DATA RECORDS =

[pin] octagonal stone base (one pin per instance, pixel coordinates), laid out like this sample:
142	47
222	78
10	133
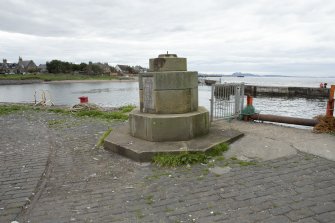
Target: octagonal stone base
169	127
121	142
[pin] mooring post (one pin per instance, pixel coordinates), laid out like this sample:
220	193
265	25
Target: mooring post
212	102
249	100
330	104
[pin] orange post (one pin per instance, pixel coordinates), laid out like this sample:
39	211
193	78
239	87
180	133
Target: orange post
330	104
249	100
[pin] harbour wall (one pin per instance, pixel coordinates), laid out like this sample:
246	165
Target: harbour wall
274	91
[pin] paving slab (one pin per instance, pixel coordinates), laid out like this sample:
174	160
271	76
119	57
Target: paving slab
120	141
95	185
266	141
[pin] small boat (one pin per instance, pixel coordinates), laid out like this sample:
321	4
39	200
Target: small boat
210	82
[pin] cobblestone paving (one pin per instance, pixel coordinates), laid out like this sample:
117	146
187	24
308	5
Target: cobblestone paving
85	184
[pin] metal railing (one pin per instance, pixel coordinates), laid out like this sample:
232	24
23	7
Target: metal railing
226	100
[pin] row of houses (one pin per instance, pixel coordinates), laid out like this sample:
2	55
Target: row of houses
21	67
29	66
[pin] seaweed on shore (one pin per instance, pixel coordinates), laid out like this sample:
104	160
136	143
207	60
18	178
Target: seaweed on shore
326	124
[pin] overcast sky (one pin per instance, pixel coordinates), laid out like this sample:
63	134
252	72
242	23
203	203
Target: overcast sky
288	37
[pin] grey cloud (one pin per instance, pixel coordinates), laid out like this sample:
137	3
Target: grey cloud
216	36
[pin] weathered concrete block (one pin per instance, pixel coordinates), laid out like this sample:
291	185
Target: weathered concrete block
176	101
167	64
169	127
175	80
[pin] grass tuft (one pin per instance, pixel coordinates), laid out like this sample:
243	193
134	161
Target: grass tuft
188	158
103	137
127	108
7	109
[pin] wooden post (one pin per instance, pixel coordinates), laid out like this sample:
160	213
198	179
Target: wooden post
249	100
330	104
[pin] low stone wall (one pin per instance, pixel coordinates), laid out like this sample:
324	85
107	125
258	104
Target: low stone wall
287	91
16	82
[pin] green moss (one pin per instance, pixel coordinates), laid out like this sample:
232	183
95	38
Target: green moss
53	123
7	109
127	108
188	158
149	200
103	137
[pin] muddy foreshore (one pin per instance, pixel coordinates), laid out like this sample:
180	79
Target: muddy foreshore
18	82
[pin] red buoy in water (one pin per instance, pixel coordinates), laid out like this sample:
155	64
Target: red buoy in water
83	99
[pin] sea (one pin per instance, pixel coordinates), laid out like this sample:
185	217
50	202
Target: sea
119	93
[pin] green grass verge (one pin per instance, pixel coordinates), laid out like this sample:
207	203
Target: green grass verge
7	109
53	77
103	137
106	115
188	158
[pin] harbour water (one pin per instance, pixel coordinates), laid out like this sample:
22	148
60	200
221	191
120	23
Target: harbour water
114	94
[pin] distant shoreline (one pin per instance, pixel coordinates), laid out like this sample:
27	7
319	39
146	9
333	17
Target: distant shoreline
21	82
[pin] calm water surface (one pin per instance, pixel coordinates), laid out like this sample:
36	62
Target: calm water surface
114	94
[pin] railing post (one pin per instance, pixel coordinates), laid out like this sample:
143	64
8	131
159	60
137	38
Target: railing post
237	99
242	96
330	104
212	101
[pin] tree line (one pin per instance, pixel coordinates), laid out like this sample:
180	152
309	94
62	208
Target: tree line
58	66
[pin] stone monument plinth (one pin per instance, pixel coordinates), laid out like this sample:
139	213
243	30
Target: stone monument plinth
169	108
168	119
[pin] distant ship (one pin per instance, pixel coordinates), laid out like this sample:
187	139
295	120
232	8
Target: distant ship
210	82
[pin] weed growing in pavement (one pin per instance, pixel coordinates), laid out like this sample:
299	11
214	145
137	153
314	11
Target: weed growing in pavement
149	200
127	108
139	214
188	158
53	123
103	137
120	114
7	109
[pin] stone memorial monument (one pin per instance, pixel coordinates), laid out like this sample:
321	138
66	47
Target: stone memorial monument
168	119
169	108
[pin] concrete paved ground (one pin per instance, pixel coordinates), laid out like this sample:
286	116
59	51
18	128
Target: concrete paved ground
83	184
268	141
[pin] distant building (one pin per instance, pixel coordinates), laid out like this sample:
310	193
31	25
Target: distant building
26	66
8	68
122	69
42	68
139	69
104	67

THE EXERCISE = All of the entries need to be transcribed word for word; pictures are left out.

FINISHED EXERCISE =
[pin] octagonal stone base (one pin per instance, pixel coordinates), laid out like this sample:
142	47
222	78
10	133
Target: octagonal stone base
169	127
121	142
[pin] mooring post (one pin per instance, pixel coordinates), laid out like this sample:
220	193
265	25
Target: mooring post
212	102
249	100
330	104
[pin] orange post (one pin per instance, pixel coordinates), laid out like this sample:
39	211
193	78
239	87
180	133
Target: orange post
330	104
249	100
[pin] harbour wall (one pin per instance, pixel coordinates), laid out like this sample:
246	165
Target: harbour wall
274	91
[pin] paving slab (one pin per instance, pixel coordinates), laid out like this sample:
174	160
271	76
119	57
Target: paving slab
120	141
95	185
266	141
[pin] small boat (one pin per instance, pixel coordinates), laid out like this sample:
321	4
39	200
Target: small boat
210	82
[pin] cobblestone paving (one pin per instance, pixel coordinates), laid out like this sample:
117	146
187	24
308	5
Target: cobblestone paving
85	184
[pin] metal railing (one pin per instance, pixel coordinates), laid out like this sample:
232	24
23	7
Target: metal railing
226	100
[pin] row of houses (one pin per instance, pixel coordinates), laid out like this sample:
2	55
Target: row of houses
21	67
29	66
[pin] seaweed on shore (one pin per instance, pixel coordinates), laid out like this sample:
104	160
136	143
207	60
18	178
Target: seaweed on shore
326	124
[pin] overcast sky (one pin per instance, pixel coordinates), laid out like this sample:
63	134
252	72
242	23
203	203
Target: overcast sky
288	37
[pin] grey cloud (one pin per instance, pixel coordinates), laid out like this sample:
137	3
Target: grey cloud
216	36
[pin] weathered concrete block (one pin per instance, pixel coordinates), laid out like this sample:
291	185
Target: weathered concrete block
176	101
167	64
169	127
175	80
[pin] grass tuft (one pin per instance, pixel coordinates), laid out like this sample:
243	193
134	161
Target: grass tuft
188	158
103	137
127	108
7	109
[pin] wooden post (one pin per instance, pixel coordinates), laid out like this sample:
160	213
198	179
Target: wooden post
249	100
330	104
[pin] low stone wall (one pin per instance, pixel coordinates), laid out like this sample:
324	85
107	125
258	104
Target: low stone wall
287	91
16	82
[pin] green moss (one pin per instance, pixel coordinates), laid out like this sample:
232	183
95	38
Target: green moss
53	123
7	109
127	108
188	158
149	200
103	137
[pin] muddy foreshore (one pin per instance, pixel coordinates), laid out like this sample:
180	79
Target: muddy foreshore
18	82
[pin] red buoy in water (one pin per instance, pixel coordinates), laid out like this sample:
155	64
Target: red buoy in water
83	99
[pin] sea (one pin per instance, pixel coordinates), laid out like this sample:
185	217
50	202
Target: sea
119	93
[pin] green grass verge (one pin per instance, pixel coordinates), laid out like this sample:
207	203
Target: green grass verge
7	109
53	77
103	137
106	115
188	158
[pin] harbour water (one pin per instance, pixel coordinates), laid out like this sample:
22	148
60	200
221	191
120	23
Target: harbour water
114	94
[pin] distant shoreline (one pin per instance, pixel coordinates), laid out like this sample:
27	7
319	39
146	9
333	17
Target: distant shoreline
21	82
[pin] calm water surface (one pin per instance, pixel coordinates), laid out like this sample:
36	62
Target: calm water surface
114	94
[pin] railing post (one pin per instance, pixel coordinates), laid out like this sample:
143	64
8	131
159	60
137	38
Target: railing post
237	99
242	96
330	104
212	101
[pin] tree line (one pin per instance, pixel coordinates), laid out like this sample:
180	152
309	94
62	208
Target: tree line
58	66
[pin] stone monument plinth (one pin per instance, pixel coordinates), laid out like this sample:
139	213
243	30
Target: stone monument plinth
169	108
168	119
[pin] distant ship (one pin per instance, pixel coordinates), laid out like this sample:
187	139
295	120
232	8
Target: distant ship
210	82
[pin] weed growing in pavement (one pin per instance, pixel coordinates), laid out like this sample:
299	11
214	145
137	153
314	11
Target: weed growing in pavement
149	200
127	108
139	214
188	158
53	123
103	137
120	114
7	109
[pin] stone memorial monument (one pin per instance, pixel coordinates), laid out like this sample:
321	138
66	47
Target: stone memorial monument
168	119
169	108
[pin] concrete paved ground (one pin per instance, pixel coordinates), laid out like this sample:
286	116
59	51
18	128
Target: concrete paved ground
83	184
268	141
[pin] distant building (one pin per instance, pixel coordinates), laid out like this sample:
310	193
31	25
Target: distant building
26	66
8	68
122	69
42	68
139	69
104	67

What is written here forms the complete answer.